▸ **Description of the task**
Reproduce the lines below from the one containing "You are given a photograph. Locate the baseboard" through the last line, substituting "skirting board" for "baseboard trim" and leaving everything else unchanged.

——————

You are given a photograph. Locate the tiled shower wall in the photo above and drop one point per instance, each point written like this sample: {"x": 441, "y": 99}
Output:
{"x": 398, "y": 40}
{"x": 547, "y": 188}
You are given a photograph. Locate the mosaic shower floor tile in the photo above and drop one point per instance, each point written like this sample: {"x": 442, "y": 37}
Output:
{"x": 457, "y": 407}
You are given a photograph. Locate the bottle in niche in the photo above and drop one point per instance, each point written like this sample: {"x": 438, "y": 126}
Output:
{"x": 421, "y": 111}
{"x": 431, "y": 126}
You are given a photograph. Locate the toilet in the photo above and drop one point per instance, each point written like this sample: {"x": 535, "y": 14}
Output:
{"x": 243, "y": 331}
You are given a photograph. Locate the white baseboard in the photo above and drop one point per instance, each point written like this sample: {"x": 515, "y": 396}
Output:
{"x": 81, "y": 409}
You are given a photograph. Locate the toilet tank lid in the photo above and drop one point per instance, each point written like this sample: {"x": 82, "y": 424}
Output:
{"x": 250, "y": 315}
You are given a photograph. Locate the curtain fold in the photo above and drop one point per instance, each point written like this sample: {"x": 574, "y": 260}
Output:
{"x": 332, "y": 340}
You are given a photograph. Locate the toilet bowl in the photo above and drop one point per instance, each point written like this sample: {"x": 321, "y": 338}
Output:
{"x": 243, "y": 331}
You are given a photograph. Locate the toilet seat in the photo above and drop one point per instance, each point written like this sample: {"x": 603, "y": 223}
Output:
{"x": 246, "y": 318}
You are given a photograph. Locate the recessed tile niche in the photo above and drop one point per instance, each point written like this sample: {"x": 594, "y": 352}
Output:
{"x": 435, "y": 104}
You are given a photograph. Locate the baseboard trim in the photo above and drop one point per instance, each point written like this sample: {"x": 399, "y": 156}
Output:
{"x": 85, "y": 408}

——————

▸ **Answer in full**
You are given a photograph. Locate the skirting board in the photo above and drop one point per instance, each point written like this sample: {"x": 399, "y": 156}
Output:
{"x": 85, "y": 408}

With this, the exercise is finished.